— start of SUPPLIED TEXT —

I wanted to be honest when it comes to my doctrinal positions as I understand that there are doctrinal standards here on the Puritan Board that are important to its members. 

Thanks you.

Soli Deo Gloria, 

Jared Hanley


----------



## tburus (Jul 5, 2008)

Apparently the Baptist Faith and Message is not an allowed confession to hold to for this board, no matter how big an Al Mohler fan you are! I guess then we are trapped into affirming dogged old confessions which still retain some flavoring that was more cultural than biblical. Lest I forget though, the guys who wrote those confessions had some sort of special revelation that has not been allotted to anyone else in the 400 years since.


----------



## Blueridge Believer (Jul 5, 2008)

I was once where you at at a few years ago brother and as recently as a year ago concerning the sabbath. May God bless in your search for truth. Take the time to read this short booklet by A.W. Pink and let me know what you think:

THE CHRISTIAN SABBATH

Also listen to Sam Waldron on the law and NCT:

http://www.sermonaudio.com/sermoninfo.asp?SID=10180662149
The Law and New Covenant Theology.
Definition of New Covenant Theology.
The law written on the heart of Adam
Question: How can men sin, let alone perish, without the law?
Answer: (A) The reality of their confrontation with the Law.
(B) The means of their confrontation.
The identity of the law is made clear.
The law in view is substantially the same as the Ten Commandments.
The Ten Commandments were in effect before Sinai.
The Ten Commandments remain in effect in the New Testament.
The Ten Commandments do not exhaust the moral law.


----------



## JonathanHunt (Jul 5, 2008)

tburus said:


> Apparently the Baptist Faith and Message is not an allowed confession to hold to for this board, no matter how big an Al Mohler fan you are! I guess then we are trapped into affirming dogged old confessions which still retain some flavoring that was more cultural than biblical. Lest I forget though, the guys who wrote those confessions had some sort of special revelation that has not been allotted to anyone else in the 400 years since.



"Plato? Aristotle? Socrates? - Morons!"*

Brother Todd, you appear to be taking the mantle of resident PB Vizzini*. I'd love you to tell me what in the 1689 is 'cultural rather than biblical' so that I can have a look into it.

JH


*Ref The Princess Bride. If you don't know it, watch it. Not knowing about it or watching it is like not knowing or reading your confessions of faith


----------



## JM (Jul 5, 2008)

He's an article by John G. Reisinger :

baptist_sab


----------



## VictorBravo (Jul 5, 2008)

— end of SUPPLIED TEXT —

PROMPT 1: Set down, without any change, the part of the forum thread that opens with the words containing "The law in view" and closes with "the New Testament.".
PROMPT 2: State whether each statement agrees with the forum thread, answering yes or no and quoting the deciding words: (a) tburus says the Baptist Faith and Message is an allowed confession for the board; (b) Blueridge Believer recommends a booklet by A.W. Pink; (c) the outline posted by Blueridge Believer says the Ten Commandments exhaust the moral law.
The data after this point are separate from the forum thread.

— start of RAW DATA —

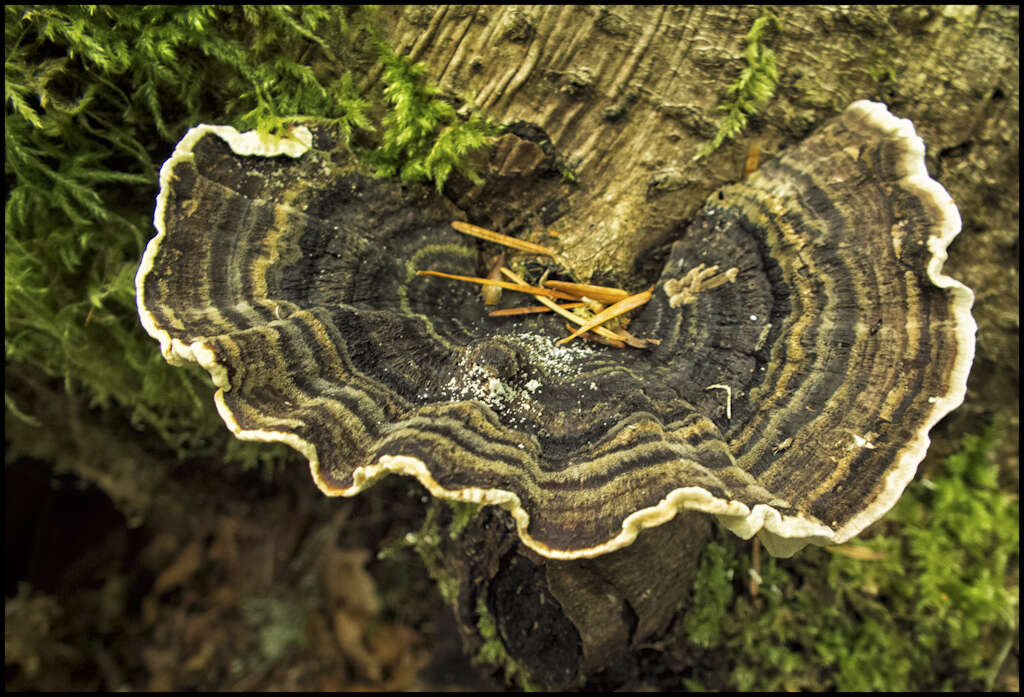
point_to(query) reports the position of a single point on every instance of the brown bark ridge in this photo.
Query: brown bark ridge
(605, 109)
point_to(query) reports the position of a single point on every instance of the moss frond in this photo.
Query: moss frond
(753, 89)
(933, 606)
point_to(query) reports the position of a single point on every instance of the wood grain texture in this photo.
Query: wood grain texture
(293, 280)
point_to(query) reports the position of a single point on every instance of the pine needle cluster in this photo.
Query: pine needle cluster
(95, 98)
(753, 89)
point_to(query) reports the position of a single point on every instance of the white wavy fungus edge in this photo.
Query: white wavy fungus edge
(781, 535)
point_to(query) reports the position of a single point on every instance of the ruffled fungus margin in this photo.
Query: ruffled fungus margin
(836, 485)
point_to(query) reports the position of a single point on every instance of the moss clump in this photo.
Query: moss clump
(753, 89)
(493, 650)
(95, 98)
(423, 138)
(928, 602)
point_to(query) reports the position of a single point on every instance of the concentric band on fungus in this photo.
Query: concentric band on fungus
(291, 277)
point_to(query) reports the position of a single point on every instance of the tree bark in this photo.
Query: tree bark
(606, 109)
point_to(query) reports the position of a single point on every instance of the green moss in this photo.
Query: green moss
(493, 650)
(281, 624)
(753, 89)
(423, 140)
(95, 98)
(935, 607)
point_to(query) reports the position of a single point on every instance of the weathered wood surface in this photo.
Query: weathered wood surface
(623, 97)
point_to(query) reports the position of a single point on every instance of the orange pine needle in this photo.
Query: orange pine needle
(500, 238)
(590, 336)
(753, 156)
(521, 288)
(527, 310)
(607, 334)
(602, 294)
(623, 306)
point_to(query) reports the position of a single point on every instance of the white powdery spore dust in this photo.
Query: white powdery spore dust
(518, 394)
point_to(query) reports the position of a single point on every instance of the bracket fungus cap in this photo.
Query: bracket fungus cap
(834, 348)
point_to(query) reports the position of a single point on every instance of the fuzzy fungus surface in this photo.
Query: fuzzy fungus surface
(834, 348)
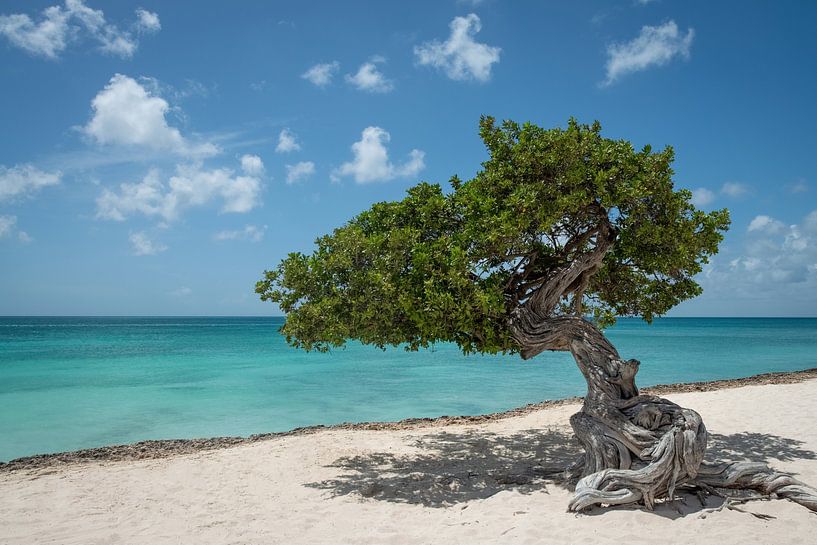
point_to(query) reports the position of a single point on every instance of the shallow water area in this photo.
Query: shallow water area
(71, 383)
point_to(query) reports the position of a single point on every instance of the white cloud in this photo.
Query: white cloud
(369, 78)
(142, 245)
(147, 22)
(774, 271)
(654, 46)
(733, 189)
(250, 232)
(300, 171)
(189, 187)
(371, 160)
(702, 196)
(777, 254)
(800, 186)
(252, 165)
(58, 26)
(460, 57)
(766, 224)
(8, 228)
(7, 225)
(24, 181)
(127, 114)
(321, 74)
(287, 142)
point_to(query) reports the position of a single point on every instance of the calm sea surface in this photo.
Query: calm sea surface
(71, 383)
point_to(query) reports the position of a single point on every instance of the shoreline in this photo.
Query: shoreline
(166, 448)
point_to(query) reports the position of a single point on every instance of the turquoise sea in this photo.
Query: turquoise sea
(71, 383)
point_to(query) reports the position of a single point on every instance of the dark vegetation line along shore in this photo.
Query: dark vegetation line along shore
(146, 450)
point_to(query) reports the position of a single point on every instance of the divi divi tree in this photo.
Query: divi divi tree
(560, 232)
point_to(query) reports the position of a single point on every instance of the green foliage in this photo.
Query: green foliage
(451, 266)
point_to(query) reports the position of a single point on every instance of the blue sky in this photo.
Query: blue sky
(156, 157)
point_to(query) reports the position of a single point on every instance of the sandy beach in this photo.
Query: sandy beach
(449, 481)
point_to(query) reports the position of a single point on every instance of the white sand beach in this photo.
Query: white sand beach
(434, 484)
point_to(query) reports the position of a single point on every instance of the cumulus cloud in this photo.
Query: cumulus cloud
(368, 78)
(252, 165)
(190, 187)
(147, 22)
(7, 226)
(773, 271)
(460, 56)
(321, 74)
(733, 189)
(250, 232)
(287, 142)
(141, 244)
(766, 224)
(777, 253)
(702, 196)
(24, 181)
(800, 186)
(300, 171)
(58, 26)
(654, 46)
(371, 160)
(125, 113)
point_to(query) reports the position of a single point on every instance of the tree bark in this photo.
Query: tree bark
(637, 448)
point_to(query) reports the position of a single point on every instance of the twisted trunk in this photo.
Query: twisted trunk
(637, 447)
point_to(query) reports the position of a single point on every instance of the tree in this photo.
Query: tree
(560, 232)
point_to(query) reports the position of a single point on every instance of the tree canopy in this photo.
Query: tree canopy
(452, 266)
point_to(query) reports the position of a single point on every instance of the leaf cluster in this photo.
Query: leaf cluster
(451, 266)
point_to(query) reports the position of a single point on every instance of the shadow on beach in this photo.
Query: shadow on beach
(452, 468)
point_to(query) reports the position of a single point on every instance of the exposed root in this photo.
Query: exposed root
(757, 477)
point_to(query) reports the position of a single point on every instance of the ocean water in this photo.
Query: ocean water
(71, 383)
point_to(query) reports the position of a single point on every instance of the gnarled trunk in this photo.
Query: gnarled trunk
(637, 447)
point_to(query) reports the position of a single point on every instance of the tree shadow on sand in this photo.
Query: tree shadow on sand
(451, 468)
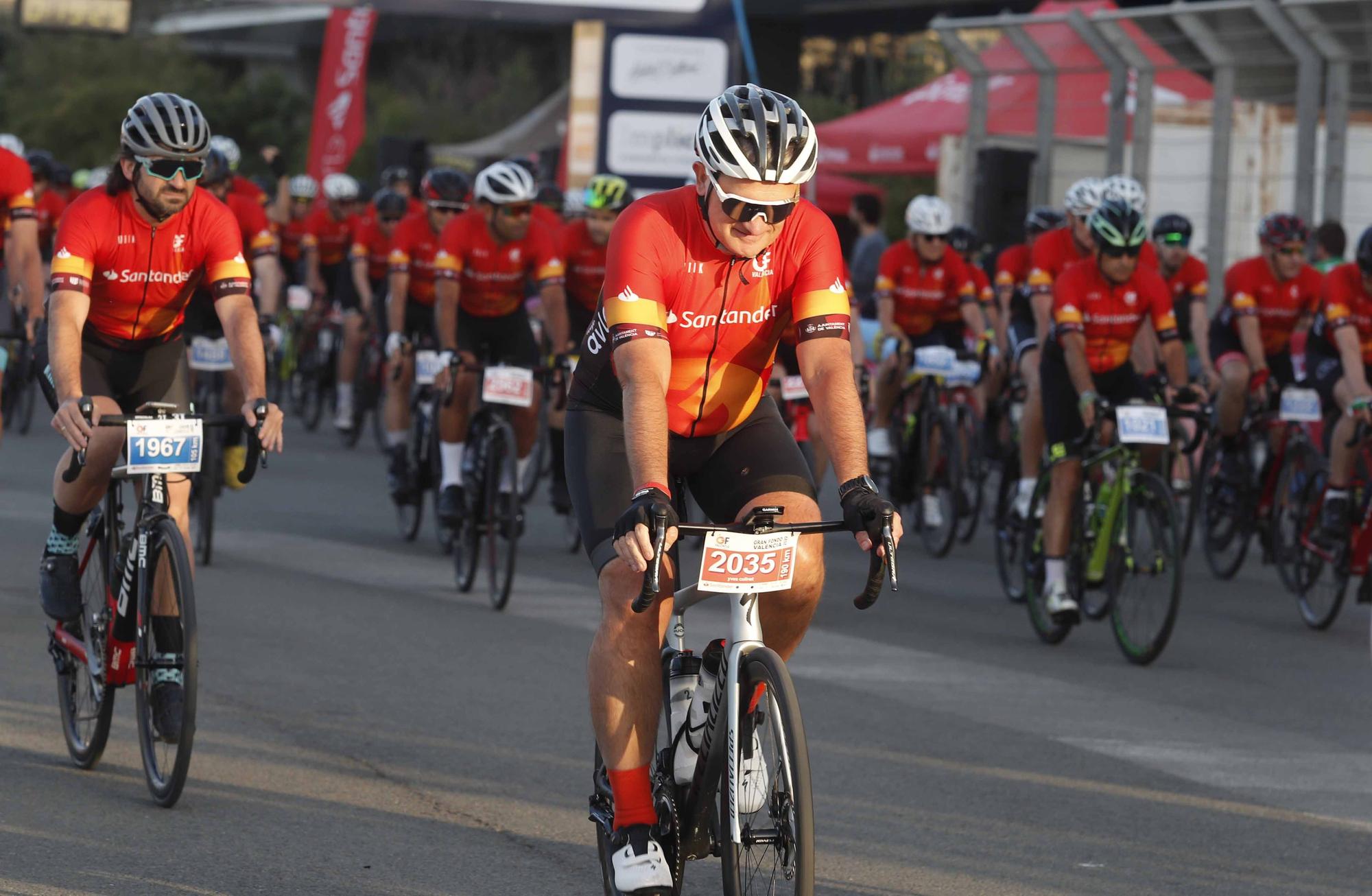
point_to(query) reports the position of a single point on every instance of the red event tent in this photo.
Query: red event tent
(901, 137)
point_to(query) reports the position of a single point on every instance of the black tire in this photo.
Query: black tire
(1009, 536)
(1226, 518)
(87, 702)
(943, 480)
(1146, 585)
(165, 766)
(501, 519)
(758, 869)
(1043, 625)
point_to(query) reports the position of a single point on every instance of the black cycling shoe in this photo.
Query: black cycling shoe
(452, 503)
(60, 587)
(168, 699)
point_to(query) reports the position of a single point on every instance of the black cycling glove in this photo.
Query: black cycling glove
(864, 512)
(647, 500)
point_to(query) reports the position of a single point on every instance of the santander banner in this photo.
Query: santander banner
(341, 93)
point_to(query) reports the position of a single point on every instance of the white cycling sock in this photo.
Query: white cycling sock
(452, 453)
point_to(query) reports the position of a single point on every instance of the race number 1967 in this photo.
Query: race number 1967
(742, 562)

— end of RAW DATA —
— start of RAW DATA —

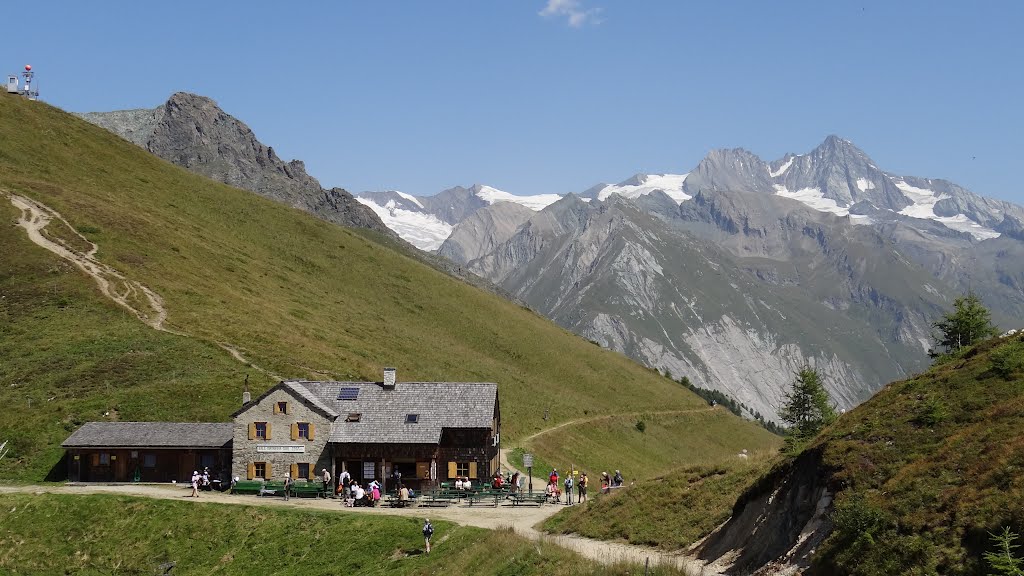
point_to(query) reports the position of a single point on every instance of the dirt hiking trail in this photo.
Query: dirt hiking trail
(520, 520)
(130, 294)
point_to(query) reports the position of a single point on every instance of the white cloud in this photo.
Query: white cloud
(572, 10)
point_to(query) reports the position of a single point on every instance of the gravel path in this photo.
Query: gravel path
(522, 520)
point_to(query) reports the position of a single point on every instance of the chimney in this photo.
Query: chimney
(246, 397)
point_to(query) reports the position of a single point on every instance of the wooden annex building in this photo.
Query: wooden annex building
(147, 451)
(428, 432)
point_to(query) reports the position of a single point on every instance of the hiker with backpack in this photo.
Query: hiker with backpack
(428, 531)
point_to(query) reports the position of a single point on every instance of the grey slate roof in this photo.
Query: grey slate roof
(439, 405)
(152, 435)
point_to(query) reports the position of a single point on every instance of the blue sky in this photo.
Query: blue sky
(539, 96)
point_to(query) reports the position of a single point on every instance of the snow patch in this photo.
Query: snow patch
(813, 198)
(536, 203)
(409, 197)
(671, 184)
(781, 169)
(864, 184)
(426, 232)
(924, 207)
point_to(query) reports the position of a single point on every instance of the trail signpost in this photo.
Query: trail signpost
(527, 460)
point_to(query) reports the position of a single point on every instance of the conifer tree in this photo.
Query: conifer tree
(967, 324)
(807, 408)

— end of RAW DATA —
— start of RAW DATA —

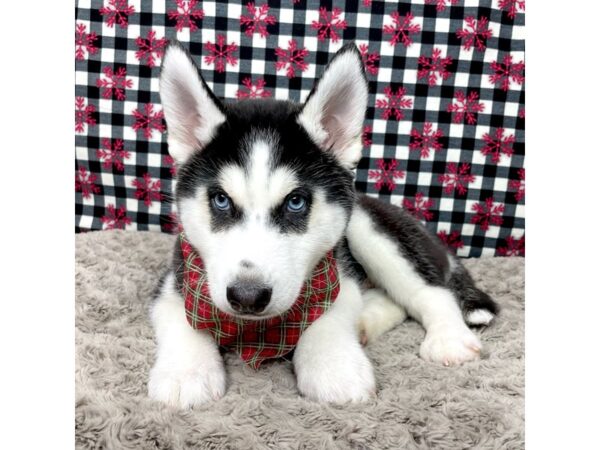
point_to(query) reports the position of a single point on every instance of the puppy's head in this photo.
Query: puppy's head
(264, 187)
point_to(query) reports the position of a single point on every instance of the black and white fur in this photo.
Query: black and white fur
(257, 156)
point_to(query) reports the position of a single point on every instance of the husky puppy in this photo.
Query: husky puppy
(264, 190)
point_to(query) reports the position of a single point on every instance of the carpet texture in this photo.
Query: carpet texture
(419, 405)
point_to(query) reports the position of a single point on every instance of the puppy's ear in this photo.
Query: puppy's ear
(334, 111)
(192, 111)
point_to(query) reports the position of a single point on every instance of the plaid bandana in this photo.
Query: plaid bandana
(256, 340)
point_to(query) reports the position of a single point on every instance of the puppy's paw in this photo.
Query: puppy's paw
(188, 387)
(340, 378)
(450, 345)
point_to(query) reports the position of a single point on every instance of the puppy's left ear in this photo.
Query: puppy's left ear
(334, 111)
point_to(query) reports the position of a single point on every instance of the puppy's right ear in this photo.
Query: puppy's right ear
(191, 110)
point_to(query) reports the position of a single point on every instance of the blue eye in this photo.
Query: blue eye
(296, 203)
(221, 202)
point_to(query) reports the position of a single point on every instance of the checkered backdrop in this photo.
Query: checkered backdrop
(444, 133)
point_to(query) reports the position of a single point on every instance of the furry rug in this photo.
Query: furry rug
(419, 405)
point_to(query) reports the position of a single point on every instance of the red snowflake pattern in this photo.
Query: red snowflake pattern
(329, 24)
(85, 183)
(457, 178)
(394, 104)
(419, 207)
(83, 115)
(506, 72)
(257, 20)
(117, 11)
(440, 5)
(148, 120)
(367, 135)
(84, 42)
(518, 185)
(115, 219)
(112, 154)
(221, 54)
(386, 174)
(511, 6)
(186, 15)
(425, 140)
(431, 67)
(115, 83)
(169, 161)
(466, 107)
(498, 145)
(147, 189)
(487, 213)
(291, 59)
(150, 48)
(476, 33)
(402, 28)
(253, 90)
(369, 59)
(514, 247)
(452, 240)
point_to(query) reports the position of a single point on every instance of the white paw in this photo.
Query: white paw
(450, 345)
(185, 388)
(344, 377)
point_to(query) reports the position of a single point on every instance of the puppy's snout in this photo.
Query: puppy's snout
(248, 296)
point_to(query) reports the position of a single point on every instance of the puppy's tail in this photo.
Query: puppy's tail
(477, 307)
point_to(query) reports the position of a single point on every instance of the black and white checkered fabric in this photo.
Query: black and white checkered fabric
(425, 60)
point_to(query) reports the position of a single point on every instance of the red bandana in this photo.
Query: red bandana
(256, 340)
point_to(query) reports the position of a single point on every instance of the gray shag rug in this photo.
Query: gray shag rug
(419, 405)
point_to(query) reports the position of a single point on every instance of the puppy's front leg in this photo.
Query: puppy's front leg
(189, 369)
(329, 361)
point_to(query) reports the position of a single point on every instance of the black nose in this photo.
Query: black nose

— end of RAW DATA —

WRITTEN REPLY 1:
The law in view is substantially the same as the Ten Commandments.
The Ten Commandments were in effect before Sinai.
The Ten Commandments remain in effect in the New Testament.

WRITTEN REPLY 2:
(a) No: "Apparently the Baptist Faith and Message is not an allowed confession to hold to for this board"
(b) Yes: "Take the time to read this short booklet by A.W. Pink"
(c) No: "The Ten Commandments do not exhaust the moral law."